[Stored data entries]
= = =

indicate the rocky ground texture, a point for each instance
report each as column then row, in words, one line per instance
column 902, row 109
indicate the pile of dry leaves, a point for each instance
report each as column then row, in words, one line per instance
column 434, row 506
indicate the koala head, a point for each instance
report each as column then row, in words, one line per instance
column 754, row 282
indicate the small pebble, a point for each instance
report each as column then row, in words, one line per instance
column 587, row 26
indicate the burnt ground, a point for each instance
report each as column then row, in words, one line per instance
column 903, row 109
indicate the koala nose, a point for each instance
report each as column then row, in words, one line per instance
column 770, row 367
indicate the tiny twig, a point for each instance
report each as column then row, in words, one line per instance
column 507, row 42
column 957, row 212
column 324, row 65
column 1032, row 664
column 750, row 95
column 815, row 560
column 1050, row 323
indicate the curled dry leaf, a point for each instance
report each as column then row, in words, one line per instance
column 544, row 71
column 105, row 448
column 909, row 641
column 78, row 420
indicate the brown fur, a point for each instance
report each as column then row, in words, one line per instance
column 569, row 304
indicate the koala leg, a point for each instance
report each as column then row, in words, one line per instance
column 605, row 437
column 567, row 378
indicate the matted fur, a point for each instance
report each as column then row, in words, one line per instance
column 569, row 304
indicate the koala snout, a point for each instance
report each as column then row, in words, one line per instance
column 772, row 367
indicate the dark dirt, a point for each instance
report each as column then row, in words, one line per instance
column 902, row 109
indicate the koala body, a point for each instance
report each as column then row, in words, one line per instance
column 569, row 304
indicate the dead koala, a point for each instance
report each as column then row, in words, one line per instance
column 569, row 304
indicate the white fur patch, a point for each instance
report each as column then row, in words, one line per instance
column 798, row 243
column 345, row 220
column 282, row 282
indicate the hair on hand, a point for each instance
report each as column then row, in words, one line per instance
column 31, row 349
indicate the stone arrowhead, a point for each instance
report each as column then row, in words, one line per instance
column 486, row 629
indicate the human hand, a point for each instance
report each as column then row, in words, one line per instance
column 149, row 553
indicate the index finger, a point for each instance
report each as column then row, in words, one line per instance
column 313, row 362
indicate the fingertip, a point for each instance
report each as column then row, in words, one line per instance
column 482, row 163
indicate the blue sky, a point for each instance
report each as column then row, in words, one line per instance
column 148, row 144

= = =

Task prompt: Look through the entries, and return every line that the word "koala" appears in.

Exercise answer:
indicate the koala head, a point for each instance
indicate the koala nose, a point for each instance
indicate the koala leg, a point for each instance
indicate the koala snout, a point for each instance
indicate the koala body, a point for each instance
indicate the dead koala, a point for each instance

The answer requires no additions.